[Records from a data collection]
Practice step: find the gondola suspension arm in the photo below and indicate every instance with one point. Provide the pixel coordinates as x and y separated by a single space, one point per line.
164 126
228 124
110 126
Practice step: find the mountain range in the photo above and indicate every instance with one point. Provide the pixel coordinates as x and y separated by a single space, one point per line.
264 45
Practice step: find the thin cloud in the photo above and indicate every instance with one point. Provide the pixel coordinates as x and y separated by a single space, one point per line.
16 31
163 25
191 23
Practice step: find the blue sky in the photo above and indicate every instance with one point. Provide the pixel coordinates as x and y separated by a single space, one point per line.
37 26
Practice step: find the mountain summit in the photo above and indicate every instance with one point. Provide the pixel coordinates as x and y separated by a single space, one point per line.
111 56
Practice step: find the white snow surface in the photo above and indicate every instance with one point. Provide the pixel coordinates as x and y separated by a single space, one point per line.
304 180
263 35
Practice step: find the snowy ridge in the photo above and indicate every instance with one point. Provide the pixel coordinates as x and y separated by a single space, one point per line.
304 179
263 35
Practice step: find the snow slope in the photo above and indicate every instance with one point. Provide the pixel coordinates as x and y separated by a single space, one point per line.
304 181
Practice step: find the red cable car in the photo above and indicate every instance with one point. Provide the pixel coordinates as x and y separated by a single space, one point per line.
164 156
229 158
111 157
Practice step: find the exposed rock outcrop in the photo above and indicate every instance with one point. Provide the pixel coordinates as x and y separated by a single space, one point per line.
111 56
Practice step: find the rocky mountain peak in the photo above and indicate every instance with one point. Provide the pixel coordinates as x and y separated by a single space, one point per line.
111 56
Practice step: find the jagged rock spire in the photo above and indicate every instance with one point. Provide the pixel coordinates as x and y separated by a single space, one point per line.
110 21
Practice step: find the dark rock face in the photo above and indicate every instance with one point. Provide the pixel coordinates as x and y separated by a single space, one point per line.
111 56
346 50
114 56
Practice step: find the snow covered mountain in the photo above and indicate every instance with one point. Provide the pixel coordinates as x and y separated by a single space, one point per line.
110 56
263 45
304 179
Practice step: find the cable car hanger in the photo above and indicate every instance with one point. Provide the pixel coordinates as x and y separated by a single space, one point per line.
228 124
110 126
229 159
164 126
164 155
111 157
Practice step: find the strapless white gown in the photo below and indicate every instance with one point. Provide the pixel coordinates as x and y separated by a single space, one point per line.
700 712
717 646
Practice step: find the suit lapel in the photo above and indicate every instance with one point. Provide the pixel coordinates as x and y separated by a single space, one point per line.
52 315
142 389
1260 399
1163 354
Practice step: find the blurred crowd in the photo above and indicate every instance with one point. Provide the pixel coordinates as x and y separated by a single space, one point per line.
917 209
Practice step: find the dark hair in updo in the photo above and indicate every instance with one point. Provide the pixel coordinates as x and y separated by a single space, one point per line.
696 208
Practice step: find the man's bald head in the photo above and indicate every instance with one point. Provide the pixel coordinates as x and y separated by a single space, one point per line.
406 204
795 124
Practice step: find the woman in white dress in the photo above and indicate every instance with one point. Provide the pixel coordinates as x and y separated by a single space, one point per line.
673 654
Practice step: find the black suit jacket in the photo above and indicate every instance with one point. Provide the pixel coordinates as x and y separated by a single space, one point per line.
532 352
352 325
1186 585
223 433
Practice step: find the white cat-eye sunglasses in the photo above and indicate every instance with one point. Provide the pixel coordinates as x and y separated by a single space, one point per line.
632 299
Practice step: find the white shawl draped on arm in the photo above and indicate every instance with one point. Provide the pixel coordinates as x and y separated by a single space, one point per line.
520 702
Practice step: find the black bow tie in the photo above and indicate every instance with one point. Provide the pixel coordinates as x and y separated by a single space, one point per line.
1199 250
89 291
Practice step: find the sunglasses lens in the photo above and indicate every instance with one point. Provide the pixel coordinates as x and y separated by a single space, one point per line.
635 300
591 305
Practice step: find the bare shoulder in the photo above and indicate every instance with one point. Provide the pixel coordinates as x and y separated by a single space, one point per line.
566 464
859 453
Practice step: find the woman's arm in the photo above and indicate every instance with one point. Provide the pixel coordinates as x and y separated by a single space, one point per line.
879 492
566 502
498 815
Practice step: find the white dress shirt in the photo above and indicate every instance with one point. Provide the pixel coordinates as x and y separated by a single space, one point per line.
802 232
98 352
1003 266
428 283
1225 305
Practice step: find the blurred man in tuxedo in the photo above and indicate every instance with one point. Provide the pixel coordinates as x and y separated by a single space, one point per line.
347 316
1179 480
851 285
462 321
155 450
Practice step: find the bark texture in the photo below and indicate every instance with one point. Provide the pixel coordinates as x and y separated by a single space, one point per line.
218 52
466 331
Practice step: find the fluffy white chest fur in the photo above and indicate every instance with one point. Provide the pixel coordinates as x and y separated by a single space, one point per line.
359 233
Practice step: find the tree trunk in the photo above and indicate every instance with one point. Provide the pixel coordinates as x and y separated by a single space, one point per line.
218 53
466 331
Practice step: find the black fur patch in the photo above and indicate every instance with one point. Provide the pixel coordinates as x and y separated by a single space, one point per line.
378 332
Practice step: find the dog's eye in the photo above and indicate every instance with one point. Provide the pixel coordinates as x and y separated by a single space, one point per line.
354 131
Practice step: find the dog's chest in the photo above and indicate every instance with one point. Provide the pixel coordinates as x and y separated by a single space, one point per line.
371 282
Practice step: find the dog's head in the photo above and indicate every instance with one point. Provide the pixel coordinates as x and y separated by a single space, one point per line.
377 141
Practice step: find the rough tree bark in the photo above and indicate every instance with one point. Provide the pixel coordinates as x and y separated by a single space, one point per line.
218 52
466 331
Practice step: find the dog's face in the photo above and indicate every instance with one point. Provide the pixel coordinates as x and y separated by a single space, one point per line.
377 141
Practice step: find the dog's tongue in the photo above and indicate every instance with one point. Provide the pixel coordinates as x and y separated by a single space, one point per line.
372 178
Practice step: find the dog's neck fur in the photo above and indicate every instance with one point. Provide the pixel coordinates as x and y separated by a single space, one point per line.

→ **EXERCISE PROMPT**
Reproduce the entries in full, exactly as written.

→ **TASK SOLUTION**
Practice step: find the gondola suspension arm in the photo below and indicate every instance with one point. Provide the pixel coordinates as x and y separated by a single space, one point per line.
164 126
228 124
110 126
Practice step: find the mountain range in the photo above and indicate every instance with one point. Provide the pixel coordinates as x and y separated by a single space, one point per line.
264 45
Practice step: find the thin cloud in the photo above and indicate every instance with one point. Provide the pixel coordinates as x and y separated by a single space, one point per line.
16 31
163 25
191 23
Practice step: find the blue sky in the photo above and indicate every instance with one point. Provide the pixel coordinates as x and y separated by a single space, one point per line.
37 26
Practice step: find the mountain summit in the photo above and indicate every instance with one point. Provide the pixel coordinates as x and y separated by a single space, one point per line.
111 56
Practice step: find the white snow surface in the photo above and indicate every instance with one point. Provide the pixel coordinates as x and y separated by a single space, one point per line.
304 180
263 35
Practice step: find the snowy ridge in the photo above and indicate every instance with one point. Provide the pixel coordinates as x and y separated by a single space, one point per line.
304 179
263 35
Practice step: find the snow slope in the photo above and indicate every instance with one point. Provide the pixel coordinates as x and y separated by a single space, one point per line.
304 181
Practice step: find the red cable car in the photo above and indicate every instance with one point. Provide the pixel coordinates as x and y separated by a single space, one point per line.
164 156
229 158
111 157
Practice step: find the exposed rock outcrop in the photo above and indicate every instance with one point. Provide the pixel coordinates as x and y separated by a single space, one point per line.
111 56
Practice step: find the rocky mountain peak in the photo above and indicate every instance with one point. Provide the pixel coordinates as x and y separated by a single space, one point per line.
111 56
Practice step: find the jagged rock spire in the photo above and indicate every instance with one point. Provide the pixel coordinates as x and y separated by a single space, one point per line.
110 21
Practice step: find the dark rock face in the photo above and indicate every instance with one point. Provide the pixel coordinates as x and y separated by a single space, one point per line.
111 56
346 50
114 56
Practice step: find the snow covered mountain in the photo above and indicate every instance with one point. Provide the pixel coordinates as x and y separated by a single space, one point per line.
110 56
263 45
304 179
Practice step: find the cable car hanger in the photo above and indicate every instance with one point. Provide the pixel coordinates as x and y separated by a single space, one point per line.
228 124
110 126
229 159
164 126
164 155
111 157
Practice step: find the strapless white gown in the photo below and indicate every instance with one point. Provide the pixel coordinates as x and y separated by a single space, one point per line.
700 712
717 646
Practice step: find the suit lapel in the photo above and indicate every instance with one point. Provide the pixel coordinates as x and y separated by a single space, one point per line.
52 315
142 389
1260 399
1163 354
Practice step: find the blurred crowd in the photo above and indicate every instance with one point. Provide the pixel coordinates as x and y separated by a single space, one point per line.
917 209
Practice step: find the dark hair in updo in the photo above and indicate every instance with one point. Provide the pixel coordinates as x and y separated by a single space, one point per line.
696 208
Practice step: find the man's bald head in the photo above and indicate every instance with one point. Provide the pixel coordinates as x and y separated by a single space, one point per line.
406 204
795 124
Practice step: find the woman in white dress in the photo above and indicate every instance with one point. Provide the pixel coordinates as x and y separated by a single space, one point per line.
673 654
Practice step: find the black suit jacket in the photo above and indicate every instance with one point. Provide the pixel coordinates as x and y separated by a single space, one point per line.
532 352
352 325
1186 585
223 433
Practice step: find the white cat-eye sunglasses in the photo above and indicate every instance with one point. Provide the pixel coordinates as x and y separated by a single space, one point per line.
632 299
Practice step: find the white shawl draped on arm in the photo above and indicate every instance with one point. Provide the pixel coordinates as x and y separated by a single space, one point per line.
520 702
Practice step: find the black bow tie in the photo above and indicate every instance with one point. Provide the pixel coordinates as x and y separated by a single space, one point per line.
1199 250
89 291
Practice step: find the sunglasses lens in the photo above and indicate every instance with one point. Provide the pixel coordinates as x and y separated by a single space, one point per line.
635 300
591 305
Practice step: find the bare shoulder in the photo above and indicate every instance with one point. Provide the pixel coordinates as x and y separated by a single space, one point per line.
566 464
859 453
Practice step: find the woman's arm in the photo above and indicate every instance with one point. Provide the pixel coordinates as x and y separated by a single space, one point per line.
879 492
566 502
498 815
Practice step: find the white dress shirt in the photo above and indicate every instance with one point. Provide the pixel coordinates as x and y separated by a single space, one point per line.
802 232
98 352
1003 266
428 283
1225 305
Practice step: find the blurred man in tuxedo in the photo above and indicate every instance with one point. Provide the pixel coordinates as x and y separated by a single space, one point per line.
347 316
1179 480
851 285
462 321
155 450
Practice step: find the bark texture in the photo below and indicate every instance with one point. Provide the pixel coordinates as x and y separated by a single space, one point per line.
218 52
466 331
Practice step: find the fluffy white chest fur in the photo above and indicate every instance with one point. Provide the pixel coordinates as x and y separated by a single space, one point per line.
359 233
Practice step: find the tree trunk in the photo above and indicate every instance with one point. Provide the pixel coordinates as x and y separated by a single space, one point per line.
218 53
466 331
Practice step: find the black fur patch in the photo above and indicate every instance with one point. Provide the pixel coordinates as x and y separated by a single space, one point per line.
378 332
Practice step: find the dog's eye in the photo above and indicate every instance with one point. Provide the pixel coordinates as x and y separated by a single space, one point per line.
354 131
Practice step: find the dog's chest in the photo above and indicate every instance with one point. Provide the pixel coordinates as x and y separated by a single space, one point per line.
371 282
Practice step: find the dog's head in the photo above and indicate every instance with one point. Provide the pixel coordinates as x and y separated by a single space, one point per line.
377 141
Practice step: find the rough tree bark in the photo above and indicate every instance with one point. Provide the pixel coordinates as x and y separated by a single space, one point per line.
218 52
466 331
Practice step: find the dog's face in the photo above and indicate every instance with one point. Provide the pixel coordinates as x and y separated by a single space, one point per line.
377 141
Practice step: find the dog's tongue in the photo above and indicate every instance with one point. Provide the pixel coordinates as x and y separated by a single space, one point per line.
372 178
Practice step: find the dog's neck fur in the photo above and indicate every instance with one point. Provide the pixel coordinates as x and y separated by a single space, one point per line.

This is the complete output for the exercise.